• TRECHO DO DOCUMENTO:
==========

Os migrantes sequestrados e torturados em uma das rotas mais perigosas do mundo
Gangues que atuam na fronteira entre Irã e Turquia enviam vídeos dos abusos às famílias dos reféns exigindo pagamento de resgate, revela uma investigação da BBC.
Aviso: este artigo contém descrições de violência e agressão sexual que alguns leitores podem achar perturbadoras.
Uma investigação da BBC revelou que afegãos que fogem do Talebã estão sendo sequestrados e torturados por gangues enquanto tentam cruzar a fronteira entre o Irã e a Turquia a caminho da Europa.
Na sequência, as gangues enviam vídeos dos abusos para as famílias dos migrantes mantidos como reféns, exigindo pagamento de resgate para libertá-los, de acordo com os relatos feitos por várias vítimas e familiares à BBC.
Acorrentados pelo pescoço e presos por cadeados no topo de uma montanha, migrantes afegãos imploram por sua libertação.
“A quem estiver vendo este vídeo: fui sequestrado ontem, eles estão exigindo US$ 4 mil (cerca de R$ 19,5 mil) para cada um de nós. Eles nos espancam dia e noite sem parar”, diz um homem, com o lábio ensanguentado e o rosto coberto de poeira.
Outro vídeo mostra um grupo de homens completamente nus, rastejando na neve enquanto alguém os chicoteia por trás.
“Eu tenho família, não faça isso comigo; tenho mulher e filhos, tenha piedade, por favor”, um homem chora em outro vídeo, pouco antes de ser filmado sendo abusado sexualmente, enquanto era ameaçado com uma faca, por uma das gangues.
Um muro de concreto foi erguido em parte da fronteira da Turquia com o Irã — Foto: BBC
Esses vídeos perturbadores são evidências de uma atividade criminosa que vem crescendo, no qual gangues do Irã sequestram migrantes afegãos que tentam chegar à Europa.
A rota de migração do Afeganistão para o Irã, passando depois pela fronteira com a Turquia para chegar ao resto da Europa, é usada há décadas.

==========

• TAREFAS:
(a) Por favor, transcreva literalmente o trecho da reportagem sobre os migrantes afegãos que vai de "Aviso: este artigo" até "caminho da Europa.".
(b) Responda com base na reportagem sobre os migrantes afegãos:
(i) Quanto os sequestradores exigem por pessoa, segundo o homem de lábio ensanguentado no vídeo?
(ii) O que foi erguido em parte da fronteira da Turquia com o Irã?
(iii) Há quanto tempo é usada a rota de migração do Afeganistão para a Europa passando pelo Irã e pela Turquia?
(c) Explique, conforme a reportagem sobre os migrantes afegãos, por que as gangues enviam os vídeos dos abusos às famílias dos reféns.

==========

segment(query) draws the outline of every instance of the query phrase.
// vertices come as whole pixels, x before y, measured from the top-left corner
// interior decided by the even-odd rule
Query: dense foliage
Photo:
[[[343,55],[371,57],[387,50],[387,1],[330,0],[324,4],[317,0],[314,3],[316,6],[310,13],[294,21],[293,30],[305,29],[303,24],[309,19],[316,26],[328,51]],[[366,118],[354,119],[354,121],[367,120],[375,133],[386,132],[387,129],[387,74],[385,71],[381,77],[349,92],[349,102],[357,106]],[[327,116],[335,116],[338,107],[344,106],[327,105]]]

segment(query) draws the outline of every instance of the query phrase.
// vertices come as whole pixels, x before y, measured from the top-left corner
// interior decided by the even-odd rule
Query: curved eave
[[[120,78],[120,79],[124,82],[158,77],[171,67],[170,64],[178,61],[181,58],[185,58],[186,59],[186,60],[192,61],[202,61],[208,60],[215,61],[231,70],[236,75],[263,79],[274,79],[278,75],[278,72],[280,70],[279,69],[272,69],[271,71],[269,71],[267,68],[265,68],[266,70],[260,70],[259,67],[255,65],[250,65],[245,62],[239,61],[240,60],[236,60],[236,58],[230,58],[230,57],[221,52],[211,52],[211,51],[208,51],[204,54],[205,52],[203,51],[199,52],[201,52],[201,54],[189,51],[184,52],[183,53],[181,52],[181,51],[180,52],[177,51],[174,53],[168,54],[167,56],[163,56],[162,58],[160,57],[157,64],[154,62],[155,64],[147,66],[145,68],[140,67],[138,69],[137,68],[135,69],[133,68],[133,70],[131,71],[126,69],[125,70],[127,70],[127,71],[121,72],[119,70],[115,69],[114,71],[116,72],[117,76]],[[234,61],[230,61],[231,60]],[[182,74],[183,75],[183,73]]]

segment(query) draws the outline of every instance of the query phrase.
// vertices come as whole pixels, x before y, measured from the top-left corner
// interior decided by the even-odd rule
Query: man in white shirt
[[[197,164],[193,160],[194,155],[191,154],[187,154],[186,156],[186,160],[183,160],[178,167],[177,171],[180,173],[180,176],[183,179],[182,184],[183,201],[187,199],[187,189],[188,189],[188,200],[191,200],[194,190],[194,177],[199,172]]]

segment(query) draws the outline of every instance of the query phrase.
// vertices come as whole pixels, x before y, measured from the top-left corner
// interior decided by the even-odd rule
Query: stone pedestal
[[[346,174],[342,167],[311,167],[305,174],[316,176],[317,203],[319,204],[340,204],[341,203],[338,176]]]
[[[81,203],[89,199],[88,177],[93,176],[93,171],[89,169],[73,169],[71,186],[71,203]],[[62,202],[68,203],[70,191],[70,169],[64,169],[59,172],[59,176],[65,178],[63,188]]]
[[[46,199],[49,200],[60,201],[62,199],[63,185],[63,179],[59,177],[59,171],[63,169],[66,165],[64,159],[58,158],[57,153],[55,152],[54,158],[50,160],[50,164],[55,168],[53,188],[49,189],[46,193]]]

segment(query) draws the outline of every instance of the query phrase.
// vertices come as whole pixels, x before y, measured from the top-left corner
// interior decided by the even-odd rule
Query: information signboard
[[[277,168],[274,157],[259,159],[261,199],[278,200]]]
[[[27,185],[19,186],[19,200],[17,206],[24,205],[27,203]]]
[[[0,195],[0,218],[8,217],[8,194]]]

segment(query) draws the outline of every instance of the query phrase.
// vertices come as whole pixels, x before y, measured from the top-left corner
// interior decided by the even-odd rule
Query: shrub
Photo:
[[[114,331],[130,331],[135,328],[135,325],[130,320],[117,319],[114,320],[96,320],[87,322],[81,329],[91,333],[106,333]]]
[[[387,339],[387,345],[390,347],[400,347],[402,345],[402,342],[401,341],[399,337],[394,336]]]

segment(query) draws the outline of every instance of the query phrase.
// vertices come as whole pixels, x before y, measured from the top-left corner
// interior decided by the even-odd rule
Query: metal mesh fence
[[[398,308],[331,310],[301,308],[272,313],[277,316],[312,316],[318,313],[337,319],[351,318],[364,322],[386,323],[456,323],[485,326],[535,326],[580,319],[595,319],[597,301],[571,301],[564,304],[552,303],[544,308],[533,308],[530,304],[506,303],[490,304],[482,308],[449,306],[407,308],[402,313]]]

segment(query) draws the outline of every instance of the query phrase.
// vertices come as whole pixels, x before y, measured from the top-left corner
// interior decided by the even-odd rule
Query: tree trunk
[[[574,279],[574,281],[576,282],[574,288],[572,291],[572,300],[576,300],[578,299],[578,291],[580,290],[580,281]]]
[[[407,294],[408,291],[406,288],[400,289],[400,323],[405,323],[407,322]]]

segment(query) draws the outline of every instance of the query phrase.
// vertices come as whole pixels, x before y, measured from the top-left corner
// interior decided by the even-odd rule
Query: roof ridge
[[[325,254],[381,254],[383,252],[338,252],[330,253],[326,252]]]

==========

• RESPOSTAS FINAIS:
(a)
Aviso: este artigo contém descrições de violência e agressão sexual que alguns leitores podem achar perturbadoras.
Uma investigação da BBC revelou que afegãos que fogem do Talebã estão sendo sequestrados e torturados por gangues enquanto tentam cruzar a fronteira entre o Irã e a Turquia a caminho da Europa.

(b)
(i) US$ 4 mil (cerca de R$ 19,5 mil) para cada um.
(ii) Um muro de concreto.
(iii) Há décadas.

(c) As gangues enviam os vídeos para exigir das famílias o pagamento de resgate em troca da libertação dos migrantes mantidos como reféns.